[Rows of box annotation data]
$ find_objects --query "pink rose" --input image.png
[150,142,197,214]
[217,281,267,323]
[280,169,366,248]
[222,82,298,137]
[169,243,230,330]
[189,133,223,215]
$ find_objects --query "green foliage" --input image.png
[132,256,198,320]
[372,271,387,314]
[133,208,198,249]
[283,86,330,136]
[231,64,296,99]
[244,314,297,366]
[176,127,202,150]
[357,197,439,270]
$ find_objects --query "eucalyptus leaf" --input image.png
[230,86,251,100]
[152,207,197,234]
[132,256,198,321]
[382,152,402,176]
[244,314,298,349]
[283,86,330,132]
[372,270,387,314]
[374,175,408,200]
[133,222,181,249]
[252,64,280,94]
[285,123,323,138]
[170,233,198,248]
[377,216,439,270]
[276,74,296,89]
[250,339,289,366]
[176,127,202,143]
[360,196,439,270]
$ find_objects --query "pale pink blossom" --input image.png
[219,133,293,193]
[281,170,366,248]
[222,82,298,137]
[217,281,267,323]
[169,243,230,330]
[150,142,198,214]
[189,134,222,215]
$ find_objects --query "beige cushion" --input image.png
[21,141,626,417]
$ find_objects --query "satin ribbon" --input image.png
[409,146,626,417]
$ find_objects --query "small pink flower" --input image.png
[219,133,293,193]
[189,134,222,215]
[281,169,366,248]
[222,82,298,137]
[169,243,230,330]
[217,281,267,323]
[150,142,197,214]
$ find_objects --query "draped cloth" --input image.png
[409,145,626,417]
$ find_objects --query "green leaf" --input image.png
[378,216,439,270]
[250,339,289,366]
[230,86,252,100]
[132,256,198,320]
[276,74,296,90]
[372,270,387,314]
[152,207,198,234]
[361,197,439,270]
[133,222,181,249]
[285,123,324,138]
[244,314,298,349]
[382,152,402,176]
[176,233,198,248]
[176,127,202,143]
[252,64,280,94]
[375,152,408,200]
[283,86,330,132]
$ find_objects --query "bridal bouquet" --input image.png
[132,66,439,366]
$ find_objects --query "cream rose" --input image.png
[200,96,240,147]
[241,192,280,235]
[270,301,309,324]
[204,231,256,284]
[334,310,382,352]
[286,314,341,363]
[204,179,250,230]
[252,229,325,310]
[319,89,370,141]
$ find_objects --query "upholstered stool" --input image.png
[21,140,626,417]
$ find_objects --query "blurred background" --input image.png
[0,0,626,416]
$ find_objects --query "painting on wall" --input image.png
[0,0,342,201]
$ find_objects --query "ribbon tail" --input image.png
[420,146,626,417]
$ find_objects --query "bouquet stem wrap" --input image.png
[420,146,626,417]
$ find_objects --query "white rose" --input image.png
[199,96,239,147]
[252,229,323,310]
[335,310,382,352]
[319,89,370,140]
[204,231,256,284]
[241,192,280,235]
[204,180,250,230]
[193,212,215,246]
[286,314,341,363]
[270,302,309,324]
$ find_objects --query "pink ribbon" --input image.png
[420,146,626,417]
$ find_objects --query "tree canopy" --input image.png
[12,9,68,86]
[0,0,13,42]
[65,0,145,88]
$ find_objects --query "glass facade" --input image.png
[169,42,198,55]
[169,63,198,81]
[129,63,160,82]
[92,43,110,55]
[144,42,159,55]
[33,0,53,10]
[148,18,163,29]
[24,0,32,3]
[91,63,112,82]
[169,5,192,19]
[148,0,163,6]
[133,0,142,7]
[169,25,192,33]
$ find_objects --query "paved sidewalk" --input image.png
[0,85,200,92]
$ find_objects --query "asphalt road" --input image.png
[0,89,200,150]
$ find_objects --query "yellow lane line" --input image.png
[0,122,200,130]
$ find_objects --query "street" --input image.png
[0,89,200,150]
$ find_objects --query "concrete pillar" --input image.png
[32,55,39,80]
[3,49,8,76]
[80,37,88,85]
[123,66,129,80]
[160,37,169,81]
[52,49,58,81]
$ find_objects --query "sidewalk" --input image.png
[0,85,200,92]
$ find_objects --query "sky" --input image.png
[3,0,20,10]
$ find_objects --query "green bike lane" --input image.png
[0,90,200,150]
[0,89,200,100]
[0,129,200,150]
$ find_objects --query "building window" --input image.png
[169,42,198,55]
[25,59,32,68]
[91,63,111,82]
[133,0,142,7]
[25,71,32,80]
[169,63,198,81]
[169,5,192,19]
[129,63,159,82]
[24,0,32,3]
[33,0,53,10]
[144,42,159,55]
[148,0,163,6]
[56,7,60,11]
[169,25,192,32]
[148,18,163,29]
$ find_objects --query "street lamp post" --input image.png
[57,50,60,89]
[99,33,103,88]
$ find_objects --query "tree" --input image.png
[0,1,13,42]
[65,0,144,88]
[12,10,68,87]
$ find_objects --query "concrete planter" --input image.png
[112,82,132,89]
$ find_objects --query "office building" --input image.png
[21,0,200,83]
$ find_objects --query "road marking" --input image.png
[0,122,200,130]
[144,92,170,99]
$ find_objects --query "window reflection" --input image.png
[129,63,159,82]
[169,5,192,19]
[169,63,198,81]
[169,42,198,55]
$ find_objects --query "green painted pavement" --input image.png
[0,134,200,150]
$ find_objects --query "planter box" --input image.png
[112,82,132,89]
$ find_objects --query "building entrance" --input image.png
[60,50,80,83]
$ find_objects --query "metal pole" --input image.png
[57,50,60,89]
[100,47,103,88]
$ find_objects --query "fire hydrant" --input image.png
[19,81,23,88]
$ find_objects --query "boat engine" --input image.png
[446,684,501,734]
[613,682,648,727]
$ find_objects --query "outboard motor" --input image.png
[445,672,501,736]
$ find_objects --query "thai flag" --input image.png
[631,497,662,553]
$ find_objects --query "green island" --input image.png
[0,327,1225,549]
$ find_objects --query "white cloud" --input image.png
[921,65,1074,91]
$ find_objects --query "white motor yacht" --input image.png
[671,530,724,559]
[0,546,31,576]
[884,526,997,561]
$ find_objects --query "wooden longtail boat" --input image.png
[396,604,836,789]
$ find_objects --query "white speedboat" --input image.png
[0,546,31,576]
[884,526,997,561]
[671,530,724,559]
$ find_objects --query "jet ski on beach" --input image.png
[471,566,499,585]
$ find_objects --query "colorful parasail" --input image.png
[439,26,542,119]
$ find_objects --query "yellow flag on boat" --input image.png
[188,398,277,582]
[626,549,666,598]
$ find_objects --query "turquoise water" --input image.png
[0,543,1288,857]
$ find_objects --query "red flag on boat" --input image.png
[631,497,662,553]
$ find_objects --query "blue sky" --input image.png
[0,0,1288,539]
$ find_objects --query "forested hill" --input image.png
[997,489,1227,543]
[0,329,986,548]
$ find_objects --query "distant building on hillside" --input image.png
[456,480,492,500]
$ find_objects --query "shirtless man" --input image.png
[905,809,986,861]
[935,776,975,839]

§ GIVEN EXERCISE: Rescale the records from their first line through the line containing "[357,197,439,270]", copying every line in that span with the command lines unchanged. Multiply each box coordinate by 1.7 and round to whole numbers, with halves going up.

§ FULL ANSWER:
$ find_objects --query "pink rose" --input image.png
[255,241,335,364]
[369,478,454,549]
[476,287,622,422]
[377,139,507,233]
[287,413,391,561]
[321,226,379,366]
$ find_objects --query "green foliage" --input image.png
[224,435,337,544]
[632,461,658,534]
[226,354,337,423]
[481,146,561,231]
[393,109,503,168]
[415,534,505,622]
[299,216,343,255]
[607,335,746,459]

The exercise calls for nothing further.